-- Start of Supplied data --

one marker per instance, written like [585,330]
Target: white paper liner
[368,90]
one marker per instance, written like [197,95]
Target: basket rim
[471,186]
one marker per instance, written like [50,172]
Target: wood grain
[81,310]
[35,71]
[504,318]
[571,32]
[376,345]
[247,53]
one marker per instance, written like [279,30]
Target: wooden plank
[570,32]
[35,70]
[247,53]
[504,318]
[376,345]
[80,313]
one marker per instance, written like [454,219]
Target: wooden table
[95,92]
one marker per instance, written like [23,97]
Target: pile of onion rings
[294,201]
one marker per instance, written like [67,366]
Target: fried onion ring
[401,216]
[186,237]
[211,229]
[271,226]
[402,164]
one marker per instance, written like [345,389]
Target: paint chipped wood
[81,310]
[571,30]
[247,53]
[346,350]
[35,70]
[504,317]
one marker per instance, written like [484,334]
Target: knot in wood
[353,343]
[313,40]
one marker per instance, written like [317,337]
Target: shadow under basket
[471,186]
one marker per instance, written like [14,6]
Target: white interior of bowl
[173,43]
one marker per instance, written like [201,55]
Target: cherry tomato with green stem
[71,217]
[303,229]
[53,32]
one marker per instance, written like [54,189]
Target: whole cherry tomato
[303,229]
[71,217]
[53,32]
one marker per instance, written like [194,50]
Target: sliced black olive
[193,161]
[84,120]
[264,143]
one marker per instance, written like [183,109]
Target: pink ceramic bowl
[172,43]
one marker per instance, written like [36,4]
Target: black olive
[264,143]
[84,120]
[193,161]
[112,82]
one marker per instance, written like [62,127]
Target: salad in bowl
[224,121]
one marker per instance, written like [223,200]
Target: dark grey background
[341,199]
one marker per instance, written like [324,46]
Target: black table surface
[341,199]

-- End of Supplied data --

**Written exercise**
Retype all the records, matching them exactly.

**Complete response**
one marker per instance, written like [585,330]
Target: white paper liner
[368,90]
one marker per instance, written like [197,95]
Target: basket rim
[471,186]
one marker per instance, written like [50,172]
Target: wood grain
[81,310]
[35,71]
[504,318]
[571,32]
[376,345]
[247,53]
one marker per instance, written like [279,30]
Target: wooden plank
[570,32]
[35,70]
[247,53]
[504,318]
[376,345]
[80,313]
one marker per instance, written like [454,219]
Target: wooden table
[95,92]
one marker per instance, written like [23,97]
Target: pile of onion rings
[294,201]
one marker per instance, written like [67,366]
Target: fried onion ring
[401,216]
[186,237]
[211,229]
[271,226]
[402,164]
one marker per instance, written like [345,389]
Target: paint chipped wood
[81,310]
[571,30]
[247,53]
[346,350]
[35,70]
[504,317]
one marker per instance, written like [484,334]
Target: knot in wood
[353,343]
[313,40]
one marker per instance, written like [317,337]
Target: shadow under basket
[471,186]
one marker per instance, written like [14,6]
Target: white interior of bowl
[173,43]
one marker per instance, written like [201,55]
Target: cherry tomato with green stem
[71,217]
[303,229]
[53,32]
one marker per instance, written like [54,189]
Target: whole cherry tomato
[303,229]
[71,217]
[53,32]
one marker per instance, written like [194,50]
Target: sliced black olive
[193,161]
[84,120]
[264,143]
one marker per instance, written like [183,109]
Target: pink ceramic bowl
[172,43]
one marker per instance, written like [36,4]
Target: black olive
[264,143]
[84,120]
[193,161]
[112,82]
one marker per instance, written like [62,127]
Target: salad in bowl
[224,121]
one marker per instance, written like [223,200]
Target: dark grey background
[341,199]
one marker per instance, written like [324,46]
Target: black table surface
[341,199]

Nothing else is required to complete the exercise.